(WHAT IS NEEDED): Copy the items starting at their very beginning and ending at the line that contains "[[[126,53],[126,59],[133,63],[140,71],[140,56],[133,53]]]", substituting "object" for each "instance" and leaving all else unchanged. Omit the pictures from your answer.

(AVAILABLE DATA):
= = = =

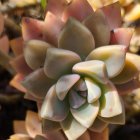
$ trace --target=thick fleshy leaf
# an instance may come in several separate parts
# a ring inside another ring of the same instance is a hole
[[[126,53],[126,59],[133,63],[140,71],[140,56],[133,53]]]
[[[79,92],[87,91],[85,81],[82,78],[80,78],[80,80],[74,85],[74,89]]]
[[[118,75],[125,64],[126,47],[123,45],[103,46],[93,50],[86,60],[102,60],[106,64],[109,78]],[[115,64],[115,65],[114,65]]]
[[[92,32],[95,40],[95,46],[108,45],[110,42],[110,29],[101,10],[97,10],[91,16],[84,20],[86,27]]]
[[[46,11],[52,12],[54,15],[61,17],[64,9],[68,6],[71,0],[49,0]]]
[[[36,135],[36,137],[34,138],[34,140],[48,140],[48,139],[45,136]]]
[[[15,56],[21,55],[23,53],[23,38],[18,37],[10,41],[11,49]]]
[[[30,40],[24,48],[25,61],[31,69],[37,69],[44,65],[47,48],[50,44],[40,40]]]
[[[79,12],[79,9],[82,9]],[[62,20],[67,21],[69,17],[74,17],[79,21],[83,21],[93,12],[92,7],[87,0],[72,0],[63,13]]]
[[[43,24],[42,21],[24,17],[22,19],[22,36],[24,41],[31,39],[42,40]]]
[[[101,83],[106,83],[107,72],[105,63],[99,60],[80,62],[73,66],[73,72],[89,76]]]
[[[90,132],[90,137],[93,140],[109,140],[109,130],[106,128],[103,132],[97,133],[97,132]]]
[[[71,114],[69,114],[68,117],[60,124],[69,140],[76,140],[87,130],[87,128],[77,122]]]
[[[117,91],[121,96],[131,93],[133,90],[140,88],[139,79],[133,79],[125,84],[116,85]]]
[[[71,108],[77,109],[86,103],[86,99],[81,97],[76,91],[69,92],[69,103]]]
[[[32,138],[26,134],[14,134],[10,136],[9,140],[32,140]]]
[[[48,91],[42,108],[41,117],[52,121],[63,121],[69,113],[69,105],[66,100],[60,101],[56,95],[55,85]]]
[[[64,75],[56,83],[56,95],[59,100],[64,100],[69,90],[80,79],[78,74]]]
[[[122,23],[121,7],[120,7],[119,2],[104,6],[101,8],[101,10],[104,12],[106,16],[110,30],[113,30],[121,26],[121,23]]]
[[[125,45],[129,47],[133,35],[131,28],[117,28],[111,33],[111,44]]]
[[[11,67],[11,65],[9,64],[9,61],[12,59],[12,57],[10,55],[8,55],[7,53],[3,52],[0,50],[0,65],[5,68],[7,71],[9,71],[9,73],[11,73],[12,75],[15,74],[15,71],[13,70],[13,68]]]
[[[68,50],[48,48],[44,65],[45,74],[53,79],[71,73],[74,64],[80,62],[80,57]]]
[[[29,136],[35,138],[37,134],[42,134],[41,132],[41,121],[37,113],[32,111],[27,111],[25,125]]]
[[[122,100],[121,100],[121,105],[122,105],[122,113],[120,115],[111,118],[104,118],[104,117],[99,117],[99,118],[109,124],[121,124],[121,125],[125,124],[125,108]]]
[[[58,47],[76,52],[85,58],[95,47],[92,33],[79,21],[69,18],[60,33]]]
[[[45,97],[53,83],[54,81],[45,75],[42,68],[34,71],[22,81],[22,85],[29,90],[33,96],[39,99]]]
[[[23,54],[12,59],[10,61],[10,64],[17,73],[28,75],[32,72],[32,70],[29,68],[29,66],[25,62]]]
[[[125,22],[134,22],[140,19],[140,3],[131,5],[128,12],[124,16]]]
[[[42,132],[44,134],[51,131],[58,131],[59,129],[61,129],[61,127],[58,122],[42,119]]]
[[[89,129],[93,132],[101,133],[107,127],[107,125],[108,125],[107,122],[104,122],[99,117],[97,117]]]
[[[63,26],[64,26],[64,23],[61,21],[60,18],[58,18],[56,15],[53,15],[50,12],[47,12],[46,17],[45,17],[44,30],[43,30],[44,39],[57,47],[58,36]]]
[[[15,134],[27,134],[27,130],[25,128],[25,121],[14,121],[13,129]]]
[[[9,39],[6,35],[0,38],[0,51],[6,54],[9,52]]]
[[[100,111],[99,116],[110,118],[122,113],[122,104],[115,86],[108,82],[102,85],[102,96],[100,98]]]
[[[82,136],[80,136],[77,140],[91,140],[89,132],[86,131]]]
[[[39,102],[40,101],[38,98],[33,96],[32,93],[30,93],[29,91],[26,91],[26,93],[24,95],[24,99],[28,99],[28,100],[35,101],[35,102]]]
[[[24,79],[22,74],[16,74],[14,78],[10,81],[10,85],[21,92],[26,92],[26,89],[21,85],[21,81]]]
[[[3,30],[4,30],[4,17],[0,13],[0,35],[1,35],[1,33],[2,33]]]
[[[101,89],[97,85],[97,83],[95,83],[90,78],[85,78],[85,82],[86,82],[87,89],[88,89],[88,91],[87,91],[88,92],[88,95],[87,95],[88,103],[95,102],[101,96]]]
[[[64,134],[61,131],[50,131],[47,132],[47,140],[66,140]]]
[[[92,104],[85,104],[78,109],[70,109],[73,117],[84,127],[89,128],[92,126],[99,111],[99,101]]]
[[[133,80],[139,74],[137,66],[129,60],[129,57],[126,57],[125,65],[123,70],[119,75],[112,78],[111,81],[115,84],[124,84]]]

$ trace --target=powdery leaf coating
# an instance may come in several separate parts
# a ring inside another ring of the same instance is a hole
[[[50,0],[46,13],[45,21],[23,19],[25,43],[37,42],[33,50],[25,47],[29,54],[24,51],[34,69],[23,76],[26,98],[37,102],[48,139],[64,140],[62,128],[68,139],[106,140],[109,123],[125,122],[119,94],[140,86],[140,57],[127,53],[132,30],[120,28],[118,3],[94,12],[86,0]],[[40,47],[42,40],[54,46]]]
[[[48,48],[44,72],[48,77],[57,79],[64,74],[71,73],[73,65],[80,61],[80,57],[72,51]]]
[[[65,75],[56,83],[56,94],[59,100],[64,100],[72,86],[80,79],[78,74]]]
[[[106,64],[109,78],[118,75],[125,63],[126,47],[123,45],[109,45],[96,48],[86,60],[102,60]],[[115,65],[114,65],[115,64]]]
[[[37,69],[44,65],[47,49],[52,45],[40,41],[30,40],[24,48],[24,58],[31,69]]]

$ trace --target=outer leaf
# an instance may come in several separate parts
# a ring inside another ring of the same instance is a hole
[[[99,117],[97,117],[89,129],[93,132],[101,133],[107,127],[107,125],[108,125],[107,122],[104,122]]]
[[[80,61],[80,57],[72,51],[48,48],[44,71],[48,77],[58,79],[64,74],[71,73],[73,65]]]
[[[57,98],[55,85],[48,91],[41,108],[41,117],[52,121],[63,121],[69,112],[66,100],[60,101]]]
[[[35,138],[38,134],[41,134],[41,121],[37,113],[28,111],[25,119],[25,125],[29,136]]]
[[[118,92],[111,82],[102,86],[103,94],[100,99],[99,116],[110,118],[122,113],[122,104]]]
[[[44,99],[53,83],[54,81],[45,75],[42,68],[32,72],[22,81],[22,85],[38,99]]]
[[[54,1],[54,0],[48,1],[48,3],[52,2],[52,1]],[[60,0],[57,0],[57,3],[58,3],[58,1],[60,1]],[[62,0],[62,1],[64,1],[64,0]],[[57,5],[59,5],[59,4],[57,4]],[[44,34],[44,40],[47,40],[47,42],[49,42],[57,47],[58,46],[58,36],[59,36],[63,26],[64,26],[64,23],[57,16],[57,14],[47,12],[46,17],[45,17],[44,28],[42,31]]]
[[[123,45],[109,45],[93,50],[86,60],[102,60],[106,64],[109,78],[118,75],[125,64],[126,47]],[[115,64],[115,65],[114,65]]]
[[[121,124],[121,125],[125,124],[125,108],[122,100],[121,100],[121,105],[122,105],[122,113],[120,115],[111,118],[104,118],[104,117],[99,117],[99,118],[104,122],[110,124]]]

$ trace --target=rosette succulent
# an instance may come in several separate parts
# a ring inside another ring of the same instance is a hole
[[[44,133],[74,140],[125,123],[119,94],[139,86],[140,57],[127,52],[133,30],[121,23],[119,3],[93,11],[87,0],[50,0],[44,21],[23,18],[25,45],[11,64]]]

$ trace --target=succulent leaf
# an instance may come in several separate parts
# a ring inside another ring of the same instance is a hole
[[[56,95],[64,100],[72,86],[80,79],[78,74],[64,75],[56,83]]]
[[[79,9],[82,9],[79,12]],[[62,20],[67,21],[69,17],[74,17],[79,21],[83,21],[93,12],[87,0],[72,0],[70,5],[64,10]]]
[[[99,101],[96,101],[91,104],[84,104],[78,109],[70,109],[73,117],[84,127],[89,128],[92,126],[94,120],[97,117],[99,111]]]
[[[87,130],[86,127],[82,126],[79,122],[77,122],[71,114],[68,115],[68,117],[62,121],[61,127],[68,137],[69,140],[75,140],[78,137],[80,137],[84,132]],[[76,130],[76,133],[75,133]]]
[[[88,89],[87,100],[88,103],[93,103],[97,101],[101,96],[101,89],[93,80],[89,78],[85,78],[85,82]]]
[[[110,29],[101,10],[97,10],[84,20],[84,25],[92,32],[95,46],[108,45],[110,42]]]
[[[24,41],[32,39],[42,40],[42,28],[42,21],[24,17],[22,19],[22,36]]]
[[[46,134],[51,131],[58,131],[60,129],[60,124],[48,119],[42,119],[42,132]]]
[[[51,0],[52,1],[52,0]],[[58,46],[58,37],[64,26],[64,22],[51,12],[47,12],[42,31],[44,40]]]
[[[44,71],[48,77],[57,79],[64,74],[71,73],[73,65],[80,61],[80,57],[72,51],[48,48]]]
[[[15,56],[23,53],[23,43],[24,41],[22,37],[18,37],[10,41],[10,46]]]
[[[107,125],[108,125],[107,122],[104,122],[99,117],[97,117],[89,129],[93,132],[101,133],[107,127]]]
[[[109,78],[118,75],[125,64],[126,47],[123,45],[109,45],[96,48],[86,60],[102,60],[106,64]],[[115,65],[114,65],[115,64]]]
[[[45,99],[41,108],[41,117],[52,121],[61,122],[69,113],[69,106],[66,100],[60,101],[56,95],[55,85],[53,85]]]
[[[23,54],[15,57],[9,63],[17,73],[22,75],[28,75],[32,72],[32,69],[30,69],[30,67],[25,62]]]
[[[22,85],[38,99],[43,99],[54,81],[48,78],[42,68],[32,72],[22,81]]]
[[[121,26],[121,6],[119,2],[104,6],[101,8],[101,10],[106,16],[110,30],[116,29]]]
[[[52,45],[40,41],[30,40],[24,48],[24,58],[31,69],[38,69],[44,65],[47,49]]]
[[[28,111],[25,119],[25,126],[28,134],[35,138],[36,134],[41,134],[41,121],[38,114],[32,111]]]
[[[133,29],[131,28],[117,28],[113,30],[111,34],[111,44],[120,44],[129,47],[130,40],[133,35]]]
[[[111,117],[111,118],[104,118],[104,117],[100,117],[99,118],[106,122],[106,123],[110,123],[110,124],[125,124],[125,107],[124,104],[122,102],[122,99],[120,99],[121,104],[122,104],[122,113],[115,116],[115,117]]]
[[[71,90],[69,92],[69,103],[71,108],[78,109],[86,103],[86,99],[80,96],[76,91]]]
[[[110,118],[122,113],[122,105],[115,86],[108,82],[102,86],[102,97],[100,99],[99,116]]]
[[[69,18],[61,31],[58,47],[76,52],[85,58],[95,47],[91,32],[74,18]]]
[[[132,63],[132,61],[129,61],[129,58],[126,57],[125,65],[123,70],[119,75],[112,78],[111,81],[115,84],[124,84],[134,79],[139,74],[139,70],[137,67]]]
[[[77,63],[72,68],[74,73],[89,76],[101,83],[106,83],[107,72],[105,63],[100,60],[90,60]]]

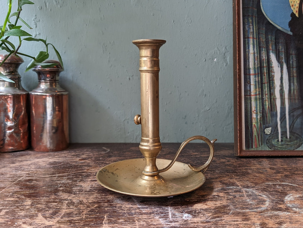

= = = =

(WORKED SOLUTION):
$ trace --target=thick fleshy leaf
# an object may come in several separate parts
# a ring inside another ring of the same object is a hole
[[[126,53],[126,59],[133,63],[140,71],[140,56],[133,53]]]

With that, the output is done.